WHAT YOU HAVE TO DO: From the line containing "In the photo above, where can the kitchen" through the last line of the data, return those lines exactly as written and nothing more.

INFORMATION SHOWN:

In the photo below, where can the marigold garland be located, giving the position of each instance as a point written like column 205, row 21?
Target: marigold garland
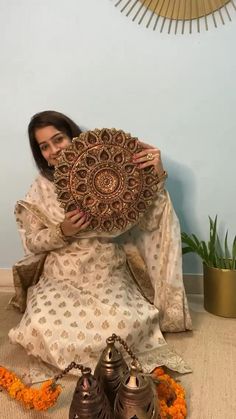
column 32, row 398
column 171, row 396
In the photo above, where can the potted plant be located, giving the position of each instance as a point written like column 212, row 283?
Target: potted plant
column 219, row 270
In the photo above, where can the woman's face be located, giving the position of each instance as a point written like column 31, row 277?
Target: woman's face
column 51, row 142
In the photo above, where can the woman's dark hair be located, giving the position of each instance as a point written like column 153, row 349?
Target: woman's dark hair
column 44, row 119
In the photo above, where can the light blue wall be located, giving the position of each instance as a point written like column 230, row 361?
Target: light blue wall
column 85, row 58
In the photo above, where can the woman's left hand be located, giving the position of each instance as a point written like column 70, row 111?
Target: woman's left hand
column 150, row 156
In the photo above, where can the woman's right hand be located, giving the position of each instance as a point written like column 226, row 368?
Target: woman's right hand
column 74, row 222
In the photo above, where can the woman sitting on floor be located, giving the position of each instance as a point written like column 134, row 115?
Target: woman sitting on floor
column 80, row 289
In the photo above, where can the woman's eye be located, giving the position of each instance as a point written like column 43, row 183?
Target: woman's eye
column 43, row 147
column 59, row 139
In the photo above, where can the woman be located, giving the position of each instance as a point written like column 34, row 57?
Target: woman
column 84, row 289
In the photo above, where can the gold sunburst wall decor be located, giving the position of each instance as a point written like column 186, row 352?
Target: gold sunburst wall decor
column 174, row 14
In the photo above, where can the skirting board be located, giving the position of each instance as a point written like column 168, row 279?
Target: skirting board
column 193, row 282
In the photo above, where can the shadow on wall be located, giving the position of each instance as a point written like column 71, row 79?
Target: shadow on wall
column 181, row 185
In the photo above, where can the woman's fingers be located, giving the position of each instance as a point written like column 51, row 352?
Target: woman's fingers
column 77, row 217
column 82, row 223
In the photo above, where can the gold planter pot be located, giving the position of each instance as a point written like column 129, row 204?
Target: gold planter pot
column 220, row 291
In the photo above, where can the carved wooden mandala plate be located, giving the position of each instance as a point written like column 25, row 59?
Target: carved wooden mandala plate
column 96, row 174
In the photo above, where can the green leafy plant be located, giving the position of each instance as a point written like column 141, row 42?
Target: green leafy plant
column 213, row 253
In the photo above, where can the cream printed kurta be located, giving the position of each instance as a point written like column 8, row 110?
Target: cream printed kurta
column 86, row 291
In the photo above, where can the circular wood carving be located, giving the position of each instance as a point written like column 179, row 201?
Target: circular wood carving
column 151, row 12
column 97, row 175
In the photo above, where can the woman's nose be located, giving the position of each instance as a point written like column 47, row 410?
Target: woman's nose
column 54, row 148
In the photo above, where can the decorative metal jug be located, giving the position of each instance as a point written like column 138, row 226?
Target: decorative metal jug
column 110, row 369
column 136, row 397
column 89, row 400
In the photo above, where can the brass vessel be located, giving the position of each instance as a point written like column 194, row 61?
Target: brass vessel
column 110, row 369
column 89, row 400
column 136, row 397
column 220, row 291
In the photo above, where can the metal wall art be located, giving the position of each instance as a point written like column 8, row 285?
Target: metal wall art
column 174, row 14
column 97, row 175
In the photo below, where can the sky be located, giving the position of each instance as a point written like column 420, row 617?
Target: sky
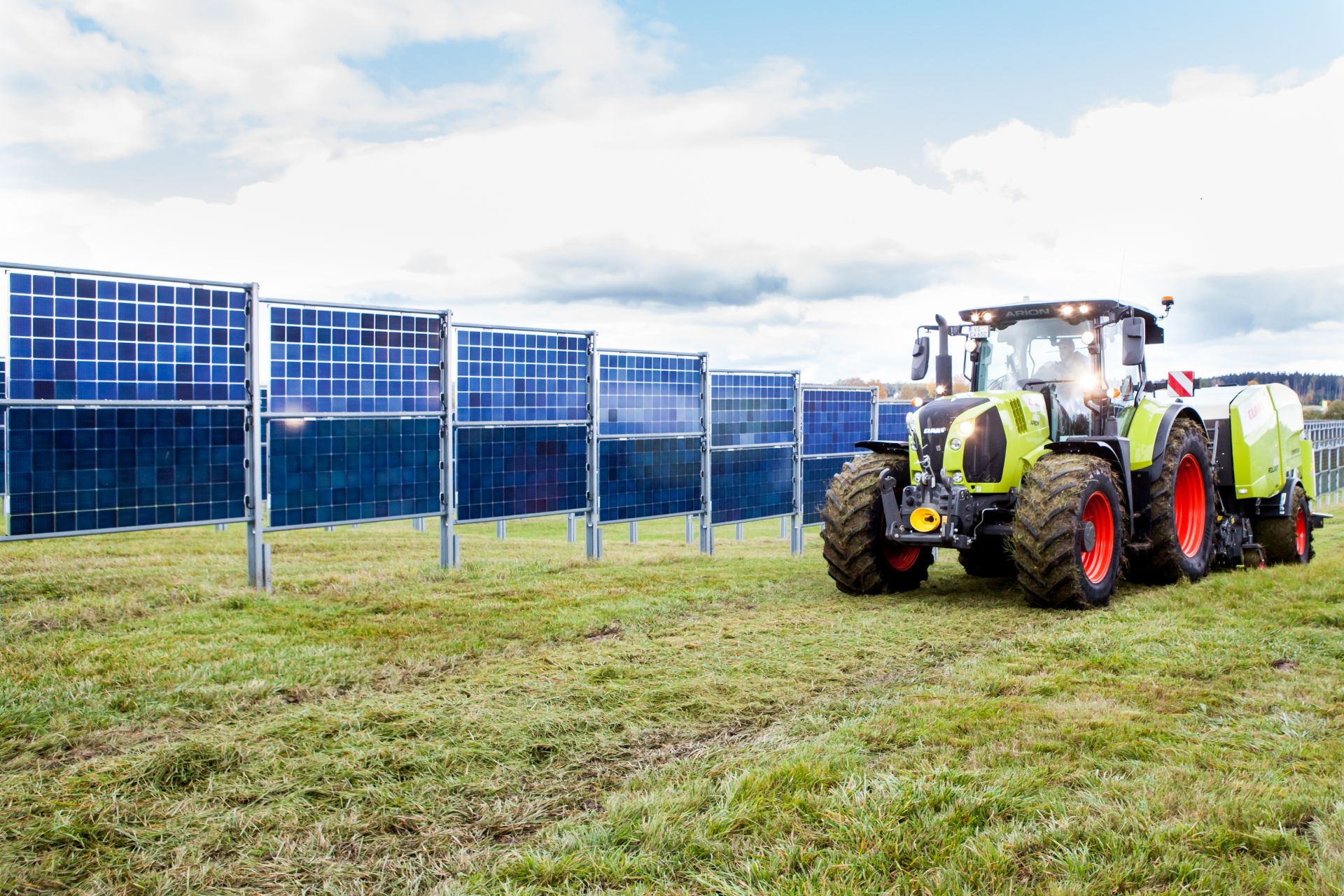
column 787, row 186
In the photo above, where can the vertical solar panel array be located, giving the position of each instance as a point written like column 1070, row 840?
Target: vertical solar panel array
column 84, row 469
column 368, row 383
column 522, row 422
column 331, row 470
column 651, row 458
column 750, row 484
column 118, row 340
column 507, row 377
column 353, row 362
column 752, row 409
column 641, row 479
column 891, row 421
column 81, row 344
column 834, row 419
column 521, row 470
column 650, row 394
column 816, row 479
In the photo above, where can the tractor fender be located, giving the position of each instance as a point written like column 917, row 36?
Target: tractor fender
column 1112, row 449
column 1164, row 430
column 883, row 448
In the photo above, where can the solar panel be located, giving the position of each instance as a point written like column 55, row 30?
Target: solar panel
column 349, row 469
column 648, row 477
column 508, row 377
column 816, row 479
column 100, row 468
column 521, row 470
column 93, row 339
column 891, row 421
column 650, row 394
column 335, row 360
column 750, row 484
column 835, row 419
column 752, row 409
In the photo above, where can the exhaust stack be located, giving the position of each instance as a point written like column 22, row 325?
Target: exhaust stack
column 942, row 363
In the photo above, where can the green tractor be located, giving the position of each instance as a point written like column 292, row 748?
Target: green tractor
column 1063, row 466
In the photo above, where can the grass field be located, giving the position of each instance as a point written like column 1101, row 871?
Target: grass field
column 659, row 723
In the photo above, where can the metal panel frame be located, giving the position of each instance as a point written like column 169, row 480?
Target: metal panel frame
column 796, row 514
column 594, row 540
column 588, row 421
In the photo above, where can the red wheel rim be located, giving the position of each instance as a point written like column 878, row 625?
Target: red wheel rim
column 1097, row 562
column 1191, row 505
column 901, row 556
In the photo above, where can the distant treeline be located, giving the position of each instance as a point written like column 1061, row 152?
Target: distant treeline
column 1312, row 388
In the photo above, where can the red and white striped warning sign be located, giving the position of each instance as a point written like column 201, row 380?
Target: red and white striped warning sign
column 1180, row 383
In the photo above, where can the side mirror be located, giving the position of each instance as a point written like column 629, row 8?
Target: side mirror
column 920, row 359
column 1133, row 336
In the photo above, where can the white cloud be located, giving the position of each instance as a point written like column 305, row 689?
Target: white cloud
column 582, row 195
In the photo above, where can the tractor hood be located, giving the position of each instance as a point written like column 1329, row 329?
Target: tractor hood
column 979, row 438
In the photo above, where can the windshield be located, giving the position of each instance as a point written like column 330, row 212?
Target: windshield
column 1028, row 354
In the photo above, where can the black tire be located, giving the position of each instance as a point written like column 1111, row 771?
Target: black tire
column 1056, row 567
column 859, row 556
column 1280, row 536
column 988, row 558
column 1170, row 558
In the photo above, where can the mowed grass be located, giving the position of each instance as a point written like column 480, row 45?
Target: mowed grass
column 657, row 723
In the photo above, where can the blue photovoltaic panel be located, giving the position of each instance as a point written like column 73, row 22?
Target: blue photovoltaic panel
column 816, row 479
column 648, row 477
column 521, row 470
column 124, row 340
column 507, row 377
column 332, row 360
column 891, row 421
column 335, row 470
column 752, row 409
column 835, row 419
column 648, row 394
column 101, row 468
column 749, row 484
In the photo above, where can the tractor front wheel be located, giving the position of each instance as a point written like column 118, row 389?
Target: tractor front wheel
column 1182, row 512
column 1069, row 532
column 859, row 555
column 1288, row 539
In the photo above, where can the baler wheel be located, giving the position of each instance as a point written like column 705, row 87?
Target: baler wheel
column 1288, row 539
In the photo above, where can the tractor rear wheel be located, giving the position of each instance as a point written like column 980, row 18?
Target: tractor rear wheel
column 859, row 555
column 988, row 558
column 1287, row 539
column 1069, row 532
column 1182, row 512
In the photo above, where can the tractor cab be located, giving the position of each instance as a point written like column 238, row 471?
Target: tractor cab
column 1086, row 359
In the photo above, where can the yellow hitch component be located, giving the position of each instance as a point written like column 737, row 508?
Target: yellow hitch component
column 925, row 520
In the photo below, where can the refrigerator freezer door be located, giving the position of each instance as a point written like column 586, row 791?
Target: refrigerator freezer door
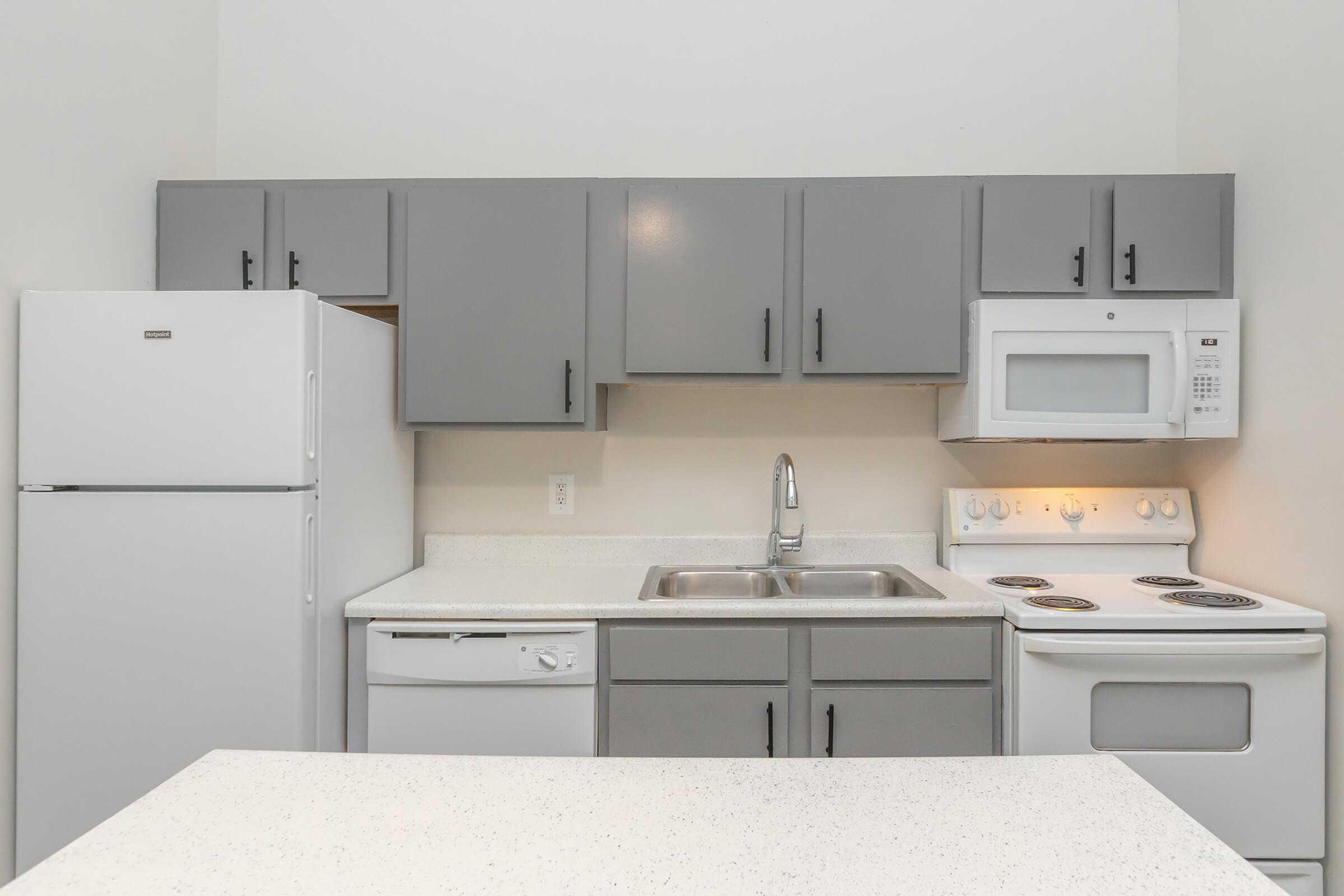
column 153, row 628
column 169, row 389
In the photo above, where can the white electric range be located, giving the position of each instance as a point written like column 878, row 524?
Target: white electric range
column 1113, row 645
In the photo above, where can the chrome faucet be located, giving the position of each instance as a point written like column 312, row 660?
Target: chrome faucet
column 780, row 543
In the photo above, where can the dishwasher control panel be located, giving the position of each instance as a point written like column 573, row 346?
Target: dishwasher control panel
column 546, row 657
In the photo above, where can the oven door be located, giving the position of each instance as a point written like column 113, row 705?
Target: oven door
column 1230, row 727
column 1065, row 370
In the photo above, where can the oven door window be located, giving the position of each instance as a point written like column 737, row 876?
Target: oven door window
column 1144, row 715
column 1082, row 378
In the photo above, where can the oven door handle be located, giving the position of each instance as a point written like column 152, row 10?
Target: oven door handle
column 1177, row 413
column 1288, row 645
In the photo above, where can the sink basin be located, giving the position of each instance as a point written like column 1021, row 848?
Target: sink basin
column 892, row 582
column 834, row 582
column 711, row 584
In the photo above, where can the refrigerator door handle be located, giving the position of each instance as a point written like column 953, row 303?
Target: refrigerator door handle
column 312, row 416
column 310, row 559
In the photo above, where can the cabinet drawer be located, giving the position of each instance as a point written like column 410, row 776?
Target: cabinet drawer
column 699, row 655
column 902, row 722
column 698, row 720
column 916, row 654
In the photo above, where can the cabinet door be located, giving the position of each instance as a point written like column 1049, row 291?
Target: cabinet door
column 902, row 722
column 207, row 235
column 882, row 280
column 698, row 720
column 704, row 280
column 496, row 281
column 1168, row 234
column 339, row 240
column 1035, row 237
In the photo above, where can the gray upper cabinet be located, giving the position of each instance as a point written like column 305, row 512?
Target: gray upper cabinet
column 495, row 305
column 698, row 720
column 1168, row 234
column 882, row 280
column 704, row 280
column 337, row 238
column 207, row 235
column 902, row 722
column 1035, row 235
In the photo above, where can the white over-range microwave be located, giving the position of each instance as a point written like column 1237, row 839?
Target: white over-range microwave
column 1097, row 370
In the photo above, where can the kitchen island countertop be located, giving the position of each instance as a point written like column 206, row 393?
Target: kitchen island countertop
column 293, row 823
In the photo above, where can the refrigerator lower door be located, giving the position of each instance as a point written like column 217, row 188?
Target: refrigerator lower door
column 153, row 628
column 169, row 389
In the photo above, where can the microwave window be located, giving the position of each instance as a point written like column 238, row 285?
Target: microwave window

RESULT OF THIS EXERCISE:
In the photo above, where can the kitchen island countertop be located, giving the position of each instance as a point written like column 206, row 393?
Target: kitchen island countertop
column 293, row 823
In the photo above, where can the refrigerator lower door be located, giving the position of each instance as a point written like column 217, row 188?
Target: refrigerator lower door
column 153, row 628
column 169, row 389
In the photo above, where can the microwave window be located, giving the position of each instance as a point written like column 238, row 285?
Target: microwave window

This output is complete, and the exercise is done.